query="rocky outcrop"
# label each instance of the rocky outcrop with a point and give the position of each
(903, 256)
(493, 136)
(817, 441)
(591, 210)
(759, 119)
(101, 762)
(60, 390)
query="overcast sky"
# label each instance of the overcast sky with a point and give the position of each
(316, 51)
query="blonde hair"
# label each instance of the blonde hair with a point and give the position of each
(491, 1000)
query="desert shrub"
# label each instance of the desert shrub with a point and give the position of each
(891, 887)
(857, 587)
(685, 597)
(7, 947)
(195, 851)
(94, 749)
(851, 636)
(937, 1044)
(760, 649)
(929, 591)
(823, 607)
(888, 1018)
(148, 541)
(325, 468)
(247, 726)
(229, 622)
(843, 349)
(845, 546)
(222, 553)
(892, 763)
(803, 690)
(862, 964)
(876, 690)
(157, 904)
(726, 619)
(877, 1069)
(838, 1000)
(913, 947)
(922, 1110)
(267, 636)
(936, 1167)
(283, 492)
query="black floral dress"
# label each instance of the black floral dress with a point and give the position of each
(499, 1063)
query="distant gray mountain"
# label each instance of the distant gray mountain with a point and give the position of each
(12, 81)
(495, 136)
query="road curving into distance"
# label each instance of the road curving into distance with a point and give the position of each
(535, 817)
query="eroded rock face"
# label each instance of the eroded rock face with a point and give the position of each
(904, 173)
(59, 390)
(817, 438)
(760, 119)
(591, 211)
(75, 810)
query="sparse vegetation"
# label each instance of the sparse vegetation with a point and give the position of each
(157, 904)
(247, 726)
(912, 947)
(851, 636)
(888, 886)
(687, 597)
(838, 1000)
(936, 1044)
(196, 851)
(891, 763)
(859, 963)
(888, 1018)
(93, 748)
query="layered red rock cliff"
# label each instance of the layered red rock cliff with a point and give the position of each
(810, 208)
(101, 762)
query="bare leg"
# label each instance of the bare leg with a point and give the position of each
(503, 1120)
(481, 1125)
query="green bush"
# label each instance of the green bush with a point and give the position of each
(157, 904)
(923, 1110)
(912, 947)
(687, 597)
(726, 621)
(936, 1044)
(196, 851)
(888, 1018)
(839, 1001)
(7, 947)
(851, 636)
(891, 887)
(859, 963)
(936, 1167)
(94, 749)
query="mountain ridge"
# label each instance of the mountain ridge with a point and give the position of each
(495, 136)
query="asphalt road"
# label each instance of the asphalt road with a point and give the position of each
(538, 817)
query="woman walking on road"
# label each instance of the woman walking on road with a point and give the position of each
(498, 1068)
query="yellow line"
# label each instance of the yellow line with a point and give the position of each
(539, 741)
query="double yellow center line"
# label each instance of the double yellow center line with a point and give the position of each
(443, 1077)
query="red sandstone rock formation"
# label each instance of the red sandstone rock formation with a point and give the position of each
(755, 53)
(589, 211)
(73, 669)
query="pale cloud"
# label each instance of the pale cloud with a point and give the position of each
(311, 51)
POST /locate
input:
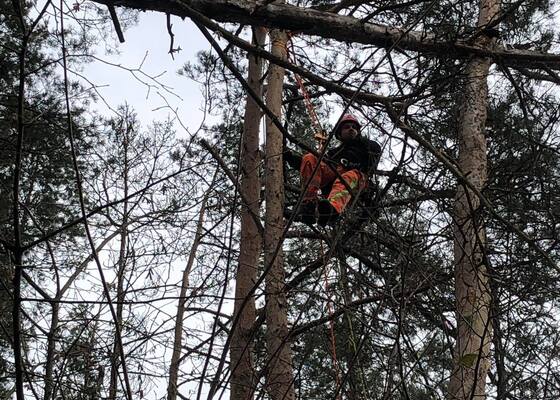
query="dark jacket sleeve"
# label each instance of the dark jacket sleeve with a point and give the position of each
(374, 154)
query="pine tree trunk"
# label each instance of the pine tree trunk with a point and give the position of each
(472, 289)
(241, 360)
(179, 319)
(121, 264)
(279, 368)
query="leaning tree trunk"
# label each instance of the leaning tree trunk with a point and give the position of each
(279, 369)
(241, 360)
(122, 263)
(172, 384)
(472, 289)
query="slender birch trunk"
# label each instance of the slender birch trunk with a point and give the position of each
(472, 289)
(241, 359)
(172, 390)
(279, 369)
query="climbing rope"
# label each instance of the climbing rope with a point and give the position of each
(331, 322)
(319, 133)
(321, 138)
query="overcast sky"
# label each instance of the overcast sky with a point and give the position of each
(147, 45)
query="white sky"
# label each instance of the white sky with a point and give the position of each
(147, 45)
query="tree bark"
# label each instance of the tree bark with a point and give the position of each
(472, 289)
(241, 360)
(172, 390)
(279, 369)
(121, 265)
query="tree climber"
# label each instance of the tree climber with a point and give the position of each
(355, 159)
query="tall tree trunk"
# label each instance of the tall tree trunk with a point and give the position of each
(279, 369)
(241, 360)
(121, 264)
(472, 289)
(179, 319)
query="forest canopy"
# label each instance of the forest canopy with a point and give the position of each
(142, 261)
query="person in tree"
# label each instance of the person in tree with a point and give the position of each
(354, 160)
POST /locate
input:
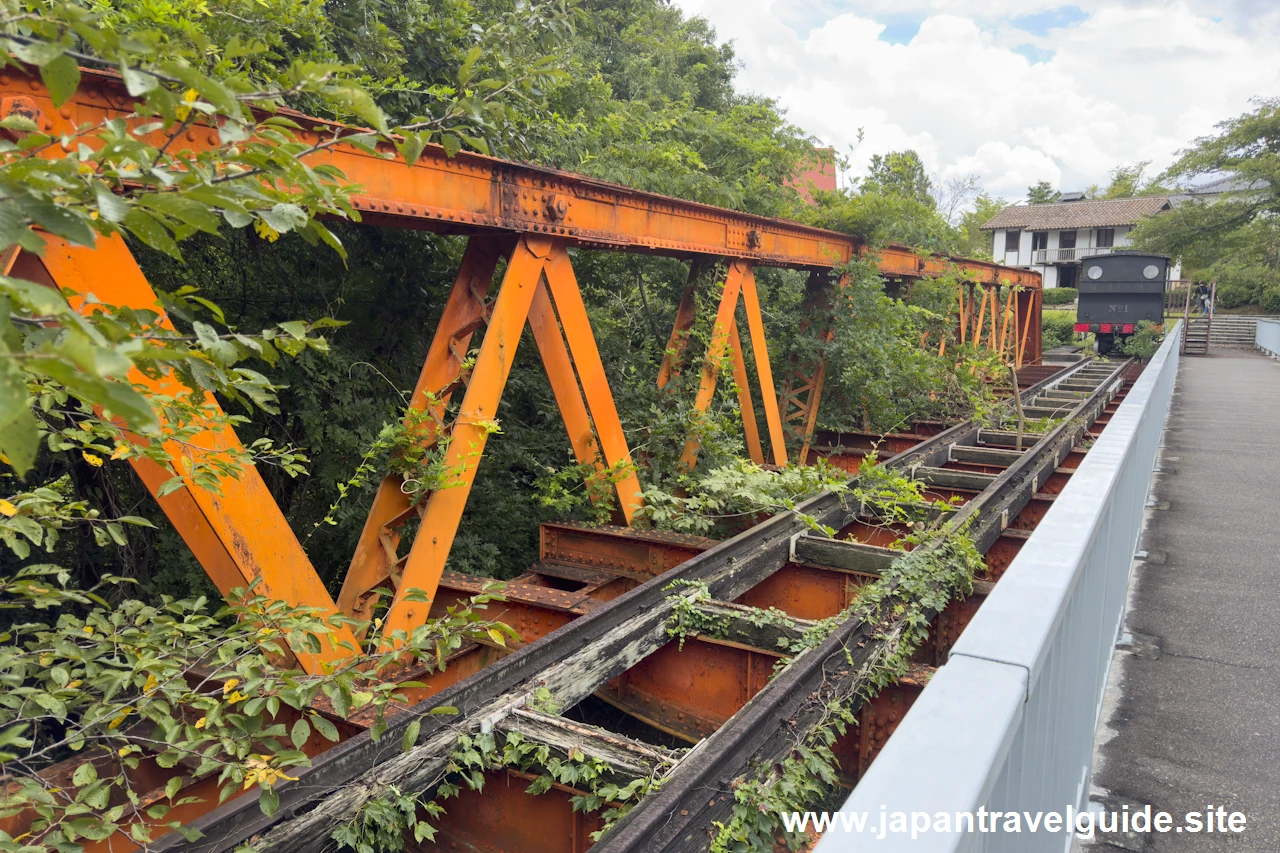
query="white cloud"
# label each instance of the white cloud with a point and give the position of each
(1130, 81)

::::

EXERCISE DESCRIPTION
Keep the pictures out of the copy and return the rest of the data above exactly.

YOUR RESPONSE
query="rocky outcrop"
# label each instance of the rocky outcrop with a point and give the position of each
(903, 256)
(493, 136)
(817, 441)
(591, 210)
(759, 119)
(101, 762)
(60, 390)
query="overcast sky"
# label each instance of the overcast sky with a point and give the position of each
(316, 51)
query="blonde hair"
# label each instance of the blonde hair with a point and give the position of each
(491, 1000)
query="desert shrub"
# label each instance of the desert shrub with a point and give the position of each
(891, 887)
(857, 587)
(685, 597)
(7, 947)
(195, 851)
(94, 749)
(851, 636)
(937, 1044)
(760, 649)
(929, 591)
(823, 607)
(888, 1018)
(148, 541)
(325, 468)
(247, 726)
(229, 622)
(843, 349)
(845, 546)
(222, 553)
(892, 763)
(803, 690)
(862, 964)
(876, 690)
(157, 904)
(726, 619)
(877, 1069)
(838, 1000)
(913, 947)
(922, 1110)
(267, 636)
(936, 1167)
(283, 492)
query="black floral dress"
# label each instance of the black floral dress with a point and give the position of each
(499, 1063)
query="distant gray mountain"
# label each instance of the distant gray mountain with a point and give the position of each
(12, 81)
(495, 136)
query="road curving into distance"
# label each instance of the road curving into distance with a point and give the position of each
(535, 817)
query="eroded rock face"
# label each instance of the eroded rock face with a point and give the position of each
(904, 173)
(59, 390)
(817, 438)
(760, 119)
(591, 211)
(75, 810)
query="sparse vegetation"
# label each instance of the sparse vegetation with a point and give the position of each
(157, 904)
(247, 726)
(912, 947)
(851, 636)
(888, 886)
(687, 597)
(838, 1000)
(936, 1044)
(196, 851)
(891, 763)
(859, 963)
(888, 1018)
(93, 748)
query="layered red rock cliff"
# label each instance of the layered red rock cliff with a point and give the position of each
(810, 208)
(101, 762)
query="bare leg"
# label each instance of the bare leg with a point and give the position of each
(503, 1120)
(481, 1125)
query="green bush"
# label each instance of the green bush with a point and give the position of each
(157, 904)
(923, 1110)
(912, 947)
(687, 597)
(726, 621)
(936, 1044)
(196, 851)
(888, 1018)
(839, 1001)
(7, 947)
(851, 636)
(891, 887)
(859, 963)
(936, 1167)
(94, 749)
query="mountain ridge"
# label each instance of the mountain ridge with a point and give the position of each
(495, 136)
query="asphalt road"
# label each instance of the asphalt road with a point and give the position of each
(538, 817)
query="woman walking on road"
# label each instance of the woman walking on road with a point and give the position of each
(498, 1068)
query="yellow line"
# label each instance of the yellow line with a point and give the position of each
(539, 741)
query="double yellow center line"
# label each instance of the double yellow center line with a point and give the position of each
(443, 1077)
query="red sandstone rock formation"
# label each instance of the red sandstone rock formation with a point and give the position of each
(755, 53)
(589, 211)
(73, 669)
query="pale cloud"
# label each instance of the pale cloud with a point and give the position of each
(311, 51)
POST /locate
input:
query="dark jacket sleeve"
# label each instance of the dark jacket sleeve with a point and give the position of each
(374, 154)
query="pine tree trunk"
# label each instance of the pine tree trunk with a point and give the position of each
(472, 289)
(241, 360)
(179, 319)
(121, 264)
(279, 368)
query="leaning tree trunk"
# label each instance of the leaning tree trunk with a point and give the position of each
(279, 369)
(241, 360)
(122, 263)
(172, 384)
(472, 289)
query="slender birch trunk"
# label each instance of the slender birch trunk with a point and give the position of each
(472, 289)
(241, 359)
(172, 390)
(279, 369)
query="climbing rope"
# label each instance of the climbing rope with a point and give the position of each
(331, 322)
(319, 133)
(321, 138)
query="overcast sky"
# label each instance of the overcast sky with a point and give the position of each
(147, 45)
query="white sky"
# label each instance of the white sky with a point and give the position of each
(147, 45)
query="tree bark"
# label each instance of the tree bark with a point and give the position of each
(472, 289)
(241, 360)
(172, 390)
(279, 369)
(121, 265)
query="tree climber"
# label each instance of the tree climber with a point and give the position of each
(355, 159)
query="tall tree trunk"
# label each instance of the tall tree trunk with a point and give the position of each
(279, 369)
(241, 360)
(121, 264)
(472, 289)
(179, 319)
query="forest canopy"
# label each instance of the forest canopy with a point and give the position of each
(142, 261)
query="person in tree"
# label each instance of the person in tree with a point and give the position of each
(354, 160)
POST /locate
input:
query="white cloud"
# label each instance of the white cloud with a point and give the position of each
(1130, 81)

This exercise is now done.